■ Source document:

※

- Nelson Mandela unable to speak and uses face to communicate.
- He is being treated by doctors at home.
- Mandela has long battled lung infections dating back to his imprisonment.
"He remains very
sensitive to any germs, so he has to be kept literally sterile," Winnie
Madikizela-Mandela told South Africa's Sunday Independent newspaper in
an article published Sunday. "The bedroom there [at his home] is like an
ICU ward."
Mandela, 95, "remains
quite ill," she said, but doctors are tending to his needs at his
residence in Houghton, a suburb of Johannesburg.
The tubes are used to prevent infection in Mandela, who is said to be stable.
"He communicates with the
face, you see," Madikizela-Mandela told the newspaper. "But the doctors
have told us they hope to recover his voice."
On September 1, the
renowned leader was discharged from a Pretoria hospital where he had
been receiving treatment since June, the South African president's
office said Sunday.

※

■ Questions to answer:
(1) In the report on Nelson Mandela's health, restate the paragraph beginning "Mandela, 95," in one shorter sentence that keeps its main facts.
(2) Answer these questions from the report on Nelson Mandela's health:
(a) Which newspaper did Madikizela-Mandela speak to?
(b) In which suburb is Mandela's residence?
(c) In which city was the hospital that discharged him on September 1?
(3) Pick up the report on Nelson Mandela's health after its final sentence and write the next paragraph.
The records after this point come from a separate source.

[Records from a data source]

※

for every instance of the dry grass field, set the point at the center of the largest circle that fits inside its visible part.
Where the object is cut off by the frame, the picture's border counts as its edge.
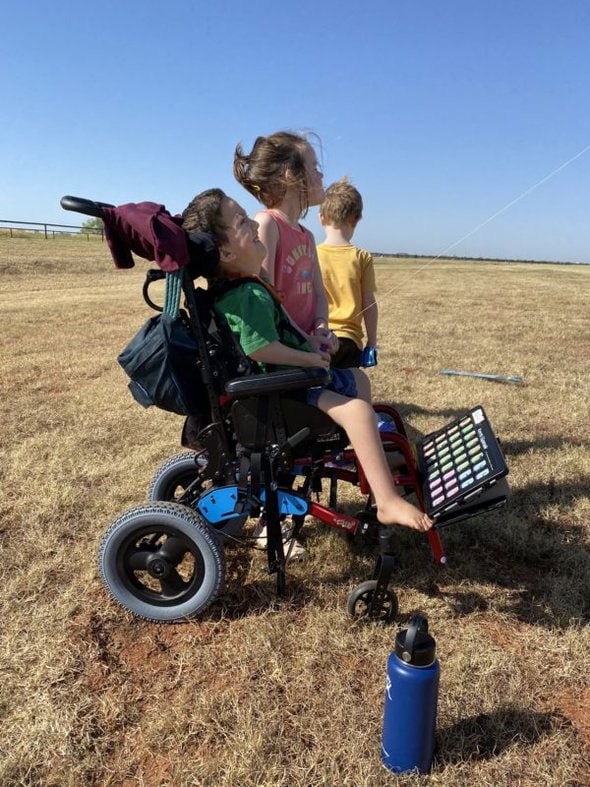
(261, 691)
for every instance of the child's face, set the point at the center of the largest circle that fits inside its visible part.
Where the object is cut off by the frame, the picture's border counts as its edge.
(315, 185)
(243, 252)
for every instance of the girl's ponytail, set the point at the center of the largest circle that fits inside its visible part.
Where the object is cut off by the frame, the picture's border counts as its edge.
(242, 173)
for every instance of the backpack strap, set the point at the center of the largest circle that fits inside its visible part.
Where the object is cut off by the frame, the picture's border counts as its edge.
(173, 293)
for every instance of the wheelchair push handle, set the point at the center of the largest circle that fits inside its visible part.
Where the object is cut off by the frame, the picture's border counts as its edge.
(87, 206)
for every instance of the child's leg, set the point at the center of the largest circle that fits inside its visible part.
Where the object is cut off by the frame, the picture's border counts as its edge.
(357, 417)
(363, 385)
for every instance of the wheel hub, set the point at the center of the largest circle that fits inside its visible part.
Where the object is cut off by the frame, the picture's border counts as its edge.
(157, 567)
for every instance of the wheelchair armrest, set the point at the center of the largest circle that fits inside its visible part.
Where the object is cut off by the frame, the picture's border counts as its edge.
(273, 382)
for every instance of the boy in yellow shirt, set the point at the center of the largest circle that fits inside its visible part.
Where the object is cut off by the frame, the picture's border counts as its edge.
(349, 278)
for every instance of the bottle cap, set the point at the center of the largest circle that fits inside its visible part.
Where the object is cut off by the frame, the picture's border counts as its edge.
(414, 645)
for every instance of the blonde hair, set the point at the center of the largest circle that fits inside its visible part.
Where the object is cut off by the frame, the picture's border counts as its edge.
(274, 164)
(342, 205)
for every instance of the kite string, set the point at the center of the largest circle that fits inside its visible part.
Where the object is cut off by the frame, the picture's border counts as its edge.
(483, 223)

※

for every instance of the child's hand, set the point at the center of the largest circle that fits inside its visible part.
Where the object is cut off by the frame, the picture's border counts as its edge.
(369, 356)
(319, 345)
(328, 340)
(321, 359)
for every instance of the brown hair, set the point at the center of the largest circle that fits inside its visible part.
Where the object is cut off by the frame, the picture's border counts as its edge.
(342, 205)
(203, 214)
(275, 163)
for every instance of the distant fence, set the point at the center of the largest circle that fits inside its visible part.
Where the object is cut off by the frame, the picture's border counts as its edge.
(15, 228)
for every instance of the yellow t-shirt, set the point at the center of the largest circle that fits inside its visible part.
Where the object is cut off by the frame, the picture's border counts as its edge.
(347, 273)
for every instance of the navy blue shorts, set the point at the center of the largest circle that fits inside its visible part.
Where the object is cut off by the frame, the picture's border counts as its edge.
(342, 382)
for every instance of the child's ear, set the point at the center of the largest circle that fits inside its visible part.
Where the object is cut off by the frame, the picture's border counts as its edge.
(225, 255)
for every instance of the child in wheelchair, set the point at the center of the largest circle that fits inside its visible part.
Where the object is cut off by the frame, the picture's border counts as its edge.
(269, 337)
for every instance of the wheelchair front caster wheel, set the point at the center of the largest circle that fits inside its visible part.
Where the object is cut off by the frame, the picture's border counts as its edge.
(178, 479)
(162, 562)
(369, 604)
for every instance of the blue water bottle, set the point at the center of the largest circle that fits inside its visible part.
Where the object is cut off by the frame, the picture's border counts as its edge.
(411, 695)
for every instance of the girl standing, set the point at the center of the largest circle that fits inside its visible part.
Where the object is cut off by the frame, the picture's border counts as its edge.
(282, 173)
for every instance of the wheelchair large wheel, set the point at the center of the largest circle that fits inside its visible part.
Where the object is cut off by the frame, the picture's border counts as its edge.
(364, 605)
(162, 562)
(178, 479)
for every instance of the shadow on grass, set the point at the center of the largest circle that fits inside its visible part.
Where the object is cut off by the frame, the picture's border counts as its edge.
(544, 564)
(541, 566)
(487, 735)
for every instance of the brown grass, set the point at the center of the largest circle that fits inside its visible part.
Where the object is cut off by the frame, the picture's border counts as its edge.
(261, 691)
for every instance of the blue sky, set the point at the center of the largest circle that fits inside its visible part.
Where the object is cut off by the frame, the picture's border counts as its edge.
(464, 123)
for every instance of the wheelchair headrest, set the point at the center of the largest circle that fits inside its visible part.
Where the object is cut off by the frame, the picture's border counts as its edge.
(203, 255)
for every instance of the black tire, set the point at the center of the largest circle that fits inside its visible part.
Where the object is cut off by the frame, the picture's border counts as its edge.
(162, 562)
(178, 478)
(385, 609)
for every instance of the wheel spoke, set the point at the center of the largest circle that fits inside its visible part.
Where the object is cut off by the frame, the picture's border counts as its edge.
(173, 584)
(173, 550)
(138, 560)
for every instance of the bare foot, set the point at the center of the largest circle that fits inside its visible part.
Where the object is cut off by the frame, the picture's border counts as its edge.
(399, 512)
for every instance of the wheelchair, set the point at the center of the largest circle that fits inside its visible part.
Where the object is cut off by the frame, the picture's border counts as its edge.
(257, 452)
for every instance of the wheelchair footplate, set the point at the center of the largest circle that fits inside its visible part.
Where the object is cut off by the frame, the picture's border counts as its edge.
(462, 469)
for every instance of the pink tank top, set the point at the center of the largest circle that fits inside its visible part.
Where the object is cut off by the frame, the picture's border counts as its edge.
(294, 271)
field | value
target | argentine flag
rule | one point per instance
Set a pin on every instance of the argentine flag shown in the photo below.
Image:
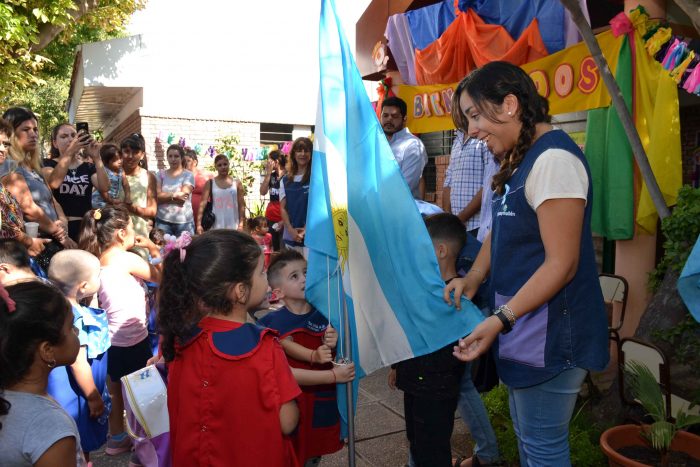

※

■ Solved tasks:
(1) Madikizela-Mandela said the 95-year-old Mandela is still quite ill, though doctors are caring for him at his home in Houghton, a Johannesburg suburb.

(2)
(a) South Africa's Sunday Independent
(b) Houghton, a suburb of Johannesburg
(c) Pretoria

(3)
Mandela was hospitalized June 8 because of a lung infection.
The frail icon has not
appeared in public for years, but he retains his popularity as the
father of democracy and emblem of the nation's fight against apartheid.
Mandela became an
international figure while enduring 27 years in prison for fighting
against apartheid, the country's system of racial segregation. He became
the nation's first black president in 1994, four years after he was
freed from prison.
His history of lung problems dates to his imprisonment on Robben Island, and he has battled respiratory infections since then.